• **Exercise objective**
Present every line of the material as a JSON list of strings, with one string per line and blank lines omitted.

[Region annotation entries]
----

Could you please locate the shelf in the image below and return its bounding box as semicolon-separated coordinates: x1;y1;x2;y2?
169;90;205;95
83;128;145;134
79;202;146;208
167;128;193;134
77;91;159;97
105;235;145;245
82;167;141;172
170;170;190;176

----

• **Result of the exercise**
[
  "Could you please locate the shelf in the image below and return its bounding box as semicolon-separated coordinates: x1;y1;x2;y2?",
  "169;90;205;95",
  "83;128;145;134",
  "79;202;146;208",
  "167;128;193;134",
  "77;91;159;97",
  "105;235;145;245",
  "82;167;141;172",
  "170;170;190;176"
]